─── Excerpted records ───
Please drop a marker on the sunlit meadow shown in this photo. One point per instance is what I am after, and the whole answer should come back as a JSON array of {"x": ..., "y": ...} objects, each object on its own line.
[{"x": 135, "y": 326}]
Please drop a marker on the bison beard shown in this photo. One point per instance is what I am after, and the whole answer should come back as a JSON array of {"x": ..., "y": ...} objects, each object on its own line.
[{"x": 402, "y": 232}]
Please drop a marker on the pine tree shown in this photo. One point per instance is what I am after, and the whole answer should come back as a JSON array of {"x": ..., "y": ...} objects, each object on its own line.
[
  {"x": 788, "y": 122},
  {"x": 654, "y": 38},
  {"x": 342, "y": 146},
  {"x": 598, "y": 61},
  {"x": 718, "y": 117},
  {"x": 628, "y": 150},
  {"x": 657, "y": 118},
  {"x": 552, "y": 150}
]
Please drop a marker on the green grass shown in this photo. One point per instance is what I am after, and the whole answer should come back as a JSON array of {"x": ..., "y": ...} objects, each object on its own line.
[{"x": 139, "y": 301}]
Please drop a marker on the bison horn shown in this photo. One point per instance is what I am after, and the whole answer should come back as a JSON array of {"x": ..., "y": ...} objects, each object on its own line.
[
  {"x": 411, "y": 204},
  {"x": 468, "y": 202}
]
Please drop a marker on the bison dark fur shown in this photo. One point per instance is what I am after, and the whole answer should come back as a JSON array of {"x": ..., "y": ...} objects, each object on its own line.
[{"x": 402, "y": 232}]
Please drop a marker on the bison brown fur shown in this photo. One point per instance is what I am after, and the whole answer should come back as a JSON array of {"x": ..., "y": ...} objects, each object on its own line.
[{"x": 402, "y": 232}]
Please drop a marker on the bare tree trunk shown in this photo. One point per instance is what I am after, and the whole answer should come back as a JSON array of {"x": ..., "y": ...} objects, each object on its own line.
───
> [Short exercise] Express every line of the records above as a Markdown table with two columns, "Row" for the row number and "Entry" for the line itself. Leave out any blank lines.

> [Response to the task]
| Row | Entry |
|---|---|
| 1 | Please drop a marker on the sunlit meadow shown in this photo. One point per instance is what I am after, and the whole answer should come back as a JSON array of {"x": ..., "y": ...} objects, each object on its own line. |
| 2 | [{"x": 135, "y": 326}] |
| 3 | Please drop a marker on the bison beard shown in this photo. One point per instance is what I am after, and the whole answer should come back as a JSON array of {"x": ..., "y": ...} objects, each object on its own line. |
| 4 | [{"x": 402, "y": 232}] |
| 5 | Please drop a marker on the pine tree shown in this photo. One point per instance is what I am after, and the whole answer should come back as a JSON array of {"x": ..., "y": ...} objects, each object on its own line. |
| 6 | [ |
| 7 |   {"x": 788, "y": 122}, |
| 8 |   {"x": 654, "y": 38}, |
| 9 |   {"x": 342, "y": 146}, |
| 10 |   {"x": 598, "y": 61}, |
| 11 |   {"x": 718, "y": 117}, |
| 12 |   {"x": 628, "y": 150}, |
| 13 |   {"x": 657, "y": 118}, |
| 14 |   {"x": 552, "y": 150} |
| 15 | ] |
| 16 | Please drop a marker on the green grass shown in this photo. One point per instance is what I am after, and the whole answer should come back as a JSON array of {"x": ..., "y": ...} objects, each object on its own line. |
| 17 | [{"x": 139, "y": 301}] |
| 18 | Please drop a marker on the bison horn shown in this photo. One point per instance is what I am after, and the whole answer should come back as a JSON array of {"x": ..., "y": ...} objects, each object on its own line. |
| 19 | [ |
| 20 |   {"x": 411, "y": 204}, |
| 21 |   {"x": 468, "y": 202} |
| 22 | ] |
| 23 | Please drop a marker on the bison dark fur shown in this photo. One point per instance is what I am after, and the whole answer should come back as a JSON array of {"x": ..., "y": ...} objects, each object on its own line. |
| 24 | [{"x": 402, "y": 232}] |
| 25 | Please drop a marker on the bison brown fur shown in this photo. One point per instance is what I am after, and the whole answer should come back as a JSON array of {"x": ..., "y": ...} objects, each object on its own line. |
| 26 | [{"x": 402, "y": 232}] |
| 27 | Please drop a marker on the bare tree trunk shown in this photo. One point per instance is what I am after, and the whole answer should come back as a JSON array of {"x": ..., "y": ...} objects, each object on its own line. |